▶ [WHAT NEEDS TO BE DONE] Edit the records starting at the line that contains "Task: pick out one point for each instance of the blonde" and ending at the line that contains "x=35, y=259", putting "light hair" in place of "blonde hair" and keeping everything else the same. Leave the pictures out of your answer.

━━━━━ SUPPLIED DATA ━━━━━

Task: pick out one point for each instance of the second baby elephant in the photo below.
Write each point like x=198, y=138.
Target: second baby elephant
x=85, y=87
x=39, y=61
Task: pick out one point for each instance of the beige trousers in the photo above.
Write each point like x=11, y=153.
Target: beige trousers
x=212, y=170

━━━━━
━━━━━ SUPPLIED DATA ━━━━━

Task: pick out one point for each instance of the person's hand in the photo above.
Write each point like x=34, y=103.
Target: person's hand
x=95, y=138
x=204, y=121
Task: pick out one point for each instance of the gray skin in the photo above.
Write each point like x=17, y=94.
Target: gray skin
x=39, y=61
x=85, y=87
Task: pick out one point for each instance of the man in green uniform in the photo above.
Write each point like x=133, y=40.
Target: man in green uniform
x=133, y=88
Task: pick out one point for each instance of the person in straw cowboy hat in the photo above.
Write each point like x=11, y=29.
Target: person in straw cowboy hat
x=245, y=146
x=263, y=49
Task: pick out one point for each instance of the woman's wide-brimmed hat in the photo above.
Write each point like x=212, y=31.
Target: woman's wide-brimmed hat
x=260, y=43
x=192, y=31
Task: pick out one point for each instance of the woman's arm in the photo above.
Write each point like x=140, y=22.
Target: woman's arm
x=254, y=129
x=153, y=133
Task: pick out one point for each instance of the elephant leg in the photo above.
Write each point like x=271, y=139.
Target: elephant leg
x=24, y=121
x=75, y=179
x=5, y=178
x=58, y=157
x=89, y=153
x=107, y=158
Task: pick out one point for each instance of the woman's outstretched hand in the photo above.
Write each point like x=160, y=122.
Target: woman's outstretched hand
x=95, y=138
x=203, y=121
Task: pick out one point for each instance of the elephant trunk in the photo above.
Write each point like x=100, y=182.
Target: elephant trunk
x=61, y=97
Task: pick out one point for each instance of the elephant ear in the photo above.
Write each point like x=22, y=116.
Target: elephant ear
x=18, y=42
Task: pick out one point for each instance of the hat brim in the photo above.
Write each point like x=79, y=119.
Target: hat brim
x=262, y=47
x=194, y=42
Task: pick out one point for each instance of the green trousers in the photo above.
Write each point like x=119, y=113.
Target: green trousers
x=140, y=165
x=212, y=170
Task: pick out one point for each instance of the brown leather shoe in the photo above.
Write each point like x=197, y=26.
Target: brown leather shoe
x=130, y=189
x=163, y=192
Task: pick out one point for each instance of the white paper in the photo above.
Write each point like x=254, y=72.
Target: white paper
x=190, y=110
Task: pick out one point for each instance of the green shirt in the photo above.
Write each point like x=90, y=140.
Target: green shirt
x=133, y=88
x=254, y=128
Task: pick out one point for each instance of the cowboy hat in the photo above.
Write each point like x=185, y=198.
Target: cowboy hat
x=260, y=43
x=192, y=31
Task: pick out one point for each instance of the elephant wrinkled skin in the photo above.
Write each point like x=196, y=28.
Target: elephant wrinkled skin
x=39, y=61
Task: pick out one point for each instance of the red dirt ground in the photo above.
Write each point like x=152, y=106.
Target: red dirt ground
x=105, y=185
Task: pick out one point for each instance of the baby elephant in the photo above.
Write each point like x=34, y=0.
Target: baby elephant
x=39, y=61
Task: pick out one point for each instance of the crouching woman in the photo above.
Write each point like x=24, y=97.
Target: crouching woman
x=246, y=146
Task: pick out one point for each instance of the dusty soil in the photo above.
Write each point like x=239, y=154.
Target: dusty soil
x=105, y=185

━━━━━
━━━━━ SUPPLIED DATA ━━━━━

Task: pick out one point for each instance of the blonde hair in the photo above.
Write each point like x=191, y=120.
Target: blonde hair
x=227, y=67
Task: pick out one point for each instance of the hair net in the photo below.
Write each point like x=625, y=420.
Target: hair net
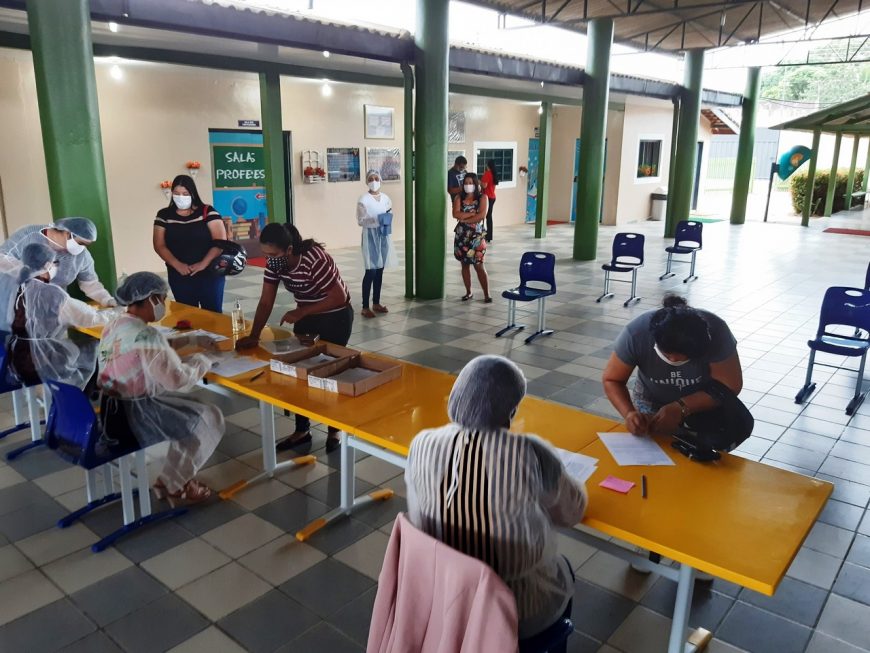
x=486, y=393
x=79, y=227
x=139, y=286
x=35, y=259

━━━━━

▶ [TASK SOLUTION]
Task: pick out one point for each instance of the light hair in the photo above.
Write each point like x=191, y=120.
Target: light hair
x=227, y=67
Task: pick out one point for each instance of the hair net in the photo below.
Write each point like x=625, y=420.
Target: hair net
x=486, y=393
x=79, y=227
x=139, y=286
x=35, y=259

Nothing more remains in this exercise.